▶ WHAT IS EXPECTED
Give the stretch from the line containing "the blue sky" through the line containing "pixel 56 32" below as a two-column CSV with the header task,value. Use one CSV line per row, with the row's text under task and its answer under value, each in a single quoted field and with line breaks turned into spaces.

▶ TASK DATA
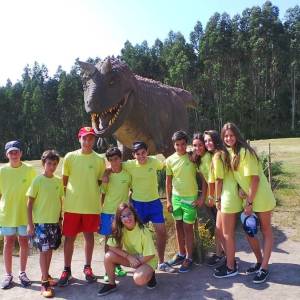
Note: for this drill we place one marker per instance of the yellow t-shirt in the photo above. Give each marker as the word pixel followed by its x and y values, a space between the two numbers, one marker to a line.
pixel 249 166
pixel 205 165
pixel 84 171
pixel 183 172
pixel 139 242
pixel 230 200
pixel 144 178
pixel 14 183
pixel 116 191
pixel 47 193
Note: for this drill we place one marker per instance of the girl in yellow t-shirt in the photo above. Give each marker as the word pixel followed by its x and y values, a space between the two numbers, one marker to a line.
pixel 227 200
pixel 248 172
pixel 131 245
pixel 203 158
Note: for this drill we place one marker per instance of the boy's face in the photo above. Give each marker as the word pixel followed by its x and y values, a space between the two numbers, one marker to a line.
pixel 50 166
pixel 14 156
pixel 87 142
pixel 115 161
pixel 141 156
pixel 180 147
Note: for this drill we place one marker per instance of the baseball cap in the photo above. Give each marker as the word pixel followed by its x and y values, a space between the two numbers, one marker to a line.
pixel 13 145
pixel 86 131
pixel 250 223
pixel 139 145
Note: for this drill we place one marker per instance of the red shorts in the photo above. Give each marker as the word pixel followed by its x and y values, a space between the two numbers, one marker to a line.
pixel 75 223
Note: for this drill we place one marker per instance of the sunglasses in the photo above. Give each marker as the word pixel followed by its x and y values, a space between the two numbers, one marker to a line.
pixel 126 216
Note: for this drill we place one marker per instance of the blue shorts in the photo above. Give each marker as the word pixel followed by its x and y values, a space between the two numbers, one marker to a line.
pixel 8 231
pixel 106 223
pixel 149 211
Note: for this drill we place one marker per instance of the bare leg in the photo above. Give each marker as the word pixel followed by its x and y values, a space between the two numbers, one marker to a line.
pixel 220 241
pixel 111 259
pixel 180 236
pixel 9 242
pixel 88 246
pixel 142 274
pixel 69 249
pixel 189 239
pixel 161 236
pixel 23 242
pixel 266 229
pixel 229 222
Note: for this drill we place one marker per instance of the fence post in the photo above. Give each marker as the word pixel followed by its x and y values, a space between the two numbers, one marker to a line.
pixel 270 166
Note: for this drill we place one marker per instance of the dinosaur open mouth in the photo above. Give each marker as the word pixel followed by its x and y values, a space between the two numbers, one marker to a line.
pixel 103 121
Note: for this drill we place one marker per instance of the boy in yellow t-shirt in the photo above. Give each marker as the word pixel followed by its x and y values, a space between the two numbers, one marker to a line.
pixel 15 179
pixel 145 198
pixel 82 173
pixel 114 193
pixel 44 216
pixel 182 197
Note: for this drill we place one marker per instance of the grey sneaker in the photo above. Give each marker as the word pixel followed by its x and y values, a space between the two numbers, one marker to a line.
pixel 165 267
pixel 6 282
pixel 24 280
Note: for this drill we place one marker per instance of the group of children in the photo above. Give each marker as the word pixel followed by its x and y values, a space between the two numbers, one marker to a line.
pixel 119 200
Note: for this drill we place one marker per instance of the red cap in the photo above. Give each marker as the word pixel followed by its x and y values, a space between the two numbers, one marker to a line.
pixel 85 131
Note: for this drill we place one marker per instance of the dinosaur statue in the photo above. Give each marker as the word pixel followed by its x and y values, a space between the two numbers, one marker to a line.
pixel 131 107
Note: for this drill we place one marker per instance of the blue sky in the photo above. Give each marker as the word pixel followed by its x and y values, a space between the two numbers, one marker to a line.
pixel 56 32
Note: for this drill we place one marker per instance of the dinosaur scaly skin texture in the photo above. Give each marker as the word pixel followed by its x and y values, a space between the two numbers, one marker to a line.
pixel 133 108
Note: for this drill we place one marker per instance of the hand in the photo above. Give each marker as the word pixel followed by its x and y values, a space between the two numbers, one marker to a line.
pixel 248 210
pixel 133 261
pixel 30 229
pixel 169 207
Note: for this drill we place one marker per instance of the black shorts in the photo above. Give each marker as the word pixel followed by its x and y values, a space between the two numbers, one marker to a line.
pixel 47 236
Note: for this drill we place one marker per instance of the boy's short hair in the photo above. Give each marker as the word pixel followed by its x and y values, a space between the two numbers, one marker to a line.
pixel 13 145
pixel 112 152
pixel 51 155
pixel 138 145
pixel 179 135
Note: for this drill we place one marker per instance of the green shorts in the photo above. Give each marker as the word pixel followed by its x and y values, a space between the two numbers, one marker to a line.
pixel 183 209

▶ EXERCISE SOLUTION
task,value
"Note: for this drill we place one marker per instance of the blue sky in the photo above. Give each marker as the word pixel followed by its x and y values, a space between the two numbers, one marker to a line.","pixel 56 32"